(Passage to read):
Homeowners that still have equity in their homes have a good chance handling their debt problems. By refinancing your current mortgage for a larger amount to help you pay off or pay down some of the debt you have, it will free up cash on a monthly basis.
Is this a good option for you?
Each person's situation is different; however you should consider how this type of debt consolidation could save you money. For a lot of individuals, unsecured debts like credit card debts, personal loans and medical bills can be expensive and absolutely difficult to manage.
What's the risk?
One important thing to consider for anyone who is considering refinancing their debt through a mortgage is the risk you are taking. Unsecured debts are just that, unsecured. Creditors can't repossess anything if you can't pay. However when you refinance your mortgage to pay off your unsecured debt, this means that your home is now at risk if the debt cannot be paid. This is not what you want, so before considering utilizing your home to pay off debt, consider how well this type of risk fits with your agenda.
There are a number of reasons why refinancing debt can be a good thing.

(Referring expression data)
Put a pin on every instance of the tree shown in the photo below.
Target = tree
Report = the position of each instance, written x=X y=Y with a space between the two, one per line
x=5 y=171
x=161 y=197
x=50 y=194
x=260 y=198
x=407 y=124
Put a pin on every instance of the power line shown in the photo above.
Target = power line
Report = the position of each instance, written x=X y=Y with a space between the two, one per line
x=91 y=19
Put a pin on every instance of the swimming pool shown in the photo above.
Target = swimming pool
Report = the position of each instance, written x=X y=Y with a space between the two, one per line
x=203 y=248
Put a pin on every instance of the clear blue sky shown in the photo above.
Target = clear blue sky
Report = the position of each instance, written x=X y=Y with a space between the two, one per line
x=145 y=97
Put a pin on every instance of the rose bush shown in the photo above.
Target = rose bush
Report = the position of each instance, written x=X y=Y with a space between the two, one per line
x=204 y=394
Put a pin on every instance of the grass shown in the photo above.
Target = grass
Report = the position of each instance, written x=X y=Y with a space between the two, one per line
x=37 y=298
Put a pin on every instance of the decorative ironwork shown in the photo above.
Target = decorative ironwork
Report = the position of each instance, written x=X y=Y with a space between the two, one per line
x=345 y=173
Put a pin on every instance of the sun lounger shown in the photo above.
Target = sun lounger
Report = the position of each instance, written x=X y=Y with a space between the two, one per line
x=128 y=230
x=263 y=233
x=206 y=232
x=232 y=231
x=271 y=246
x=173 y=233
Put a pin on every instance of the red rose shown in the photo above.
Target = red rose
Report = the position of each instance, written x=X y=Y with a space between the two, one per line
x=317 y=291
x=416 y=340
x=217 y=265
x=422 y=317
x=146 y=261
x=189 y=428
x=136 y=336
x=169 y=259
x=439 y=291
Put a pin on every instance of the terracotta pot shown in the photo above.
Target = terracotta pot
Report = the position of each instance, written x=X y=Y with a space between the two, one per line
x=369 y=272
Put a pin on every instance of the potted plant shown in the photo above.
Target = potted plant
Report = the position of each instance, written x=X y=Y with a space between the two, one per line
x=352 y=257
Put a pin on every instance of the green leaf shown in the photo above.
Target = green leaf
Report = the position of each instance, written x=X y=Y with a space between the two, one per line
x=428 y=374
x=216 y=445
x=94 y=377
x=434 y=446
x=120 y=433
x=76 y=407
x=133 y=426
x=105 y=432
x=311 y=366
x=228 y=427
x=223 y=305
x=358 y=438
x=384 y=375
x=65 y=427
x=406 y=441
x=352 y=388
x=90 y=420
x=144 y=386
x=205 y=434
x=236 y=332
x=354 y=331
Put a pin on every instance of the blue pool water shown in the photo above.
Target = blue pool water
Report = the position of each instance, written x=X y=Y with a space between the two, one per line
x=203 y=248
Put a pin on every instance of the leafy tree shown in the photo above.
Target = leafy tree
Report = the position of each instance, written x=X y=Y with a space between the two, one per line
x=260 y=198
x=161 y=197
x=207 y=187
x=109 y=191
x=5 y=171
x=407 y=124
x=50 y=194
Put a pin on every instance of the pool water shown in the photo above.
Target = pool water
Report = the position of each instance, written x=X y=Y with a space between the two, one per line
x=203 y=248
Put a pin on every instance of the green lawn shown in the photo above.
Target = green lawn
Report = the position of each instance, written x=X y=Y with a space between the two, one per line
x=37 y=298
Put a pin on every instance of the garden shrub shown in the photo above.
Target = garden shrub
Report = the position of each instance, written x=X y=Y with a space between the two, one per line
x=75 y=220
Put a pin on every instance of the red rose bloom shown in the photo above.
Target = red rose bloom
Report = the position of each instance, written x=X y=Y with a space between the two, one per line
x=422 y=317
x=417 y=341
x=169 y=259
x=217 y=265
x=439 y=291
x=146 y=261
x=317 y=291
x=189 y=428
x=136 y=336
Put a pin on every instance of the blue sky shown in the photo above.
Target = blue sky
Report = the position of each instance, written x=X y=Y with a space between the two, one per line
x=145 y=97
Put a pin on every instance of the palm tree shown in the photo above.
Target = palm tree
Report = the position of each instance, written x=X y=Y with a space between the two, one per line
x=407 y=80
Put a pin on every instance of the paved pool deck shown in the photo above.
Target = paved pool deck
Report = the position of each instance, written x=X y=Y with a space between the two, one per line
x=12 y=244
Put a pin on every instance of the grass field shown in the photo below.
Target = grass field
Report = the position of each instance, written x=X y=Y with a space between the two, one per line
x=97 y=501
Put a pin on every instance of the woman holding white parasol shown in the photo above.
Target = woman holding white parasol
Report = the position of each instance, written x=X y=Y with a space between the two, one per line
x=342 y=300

(What the exercise asks): Rename "credit card debts" as "store card debts" while you copy the text on refinancing a mortgage to pay off debt between "Homeowners that still" and "difficult to manage.", inclusive. The listing is not needed here.

(Output for this exercise):
Homeowners that still have equity in their homes have a good chance handling their debt problems. By refinancing your current mortgage for a larger amount to help you pay off or pay down some of the debt you have, it will free up cash on a monthly basis.
Is this a good option for you?
Each person's situation is different; however you should consider how this type of debt consolidation could save you money. For a lot of individuals, unsecured debts like store card debts, personal loans and medical bills can be expensive and absolutely difficult to manage.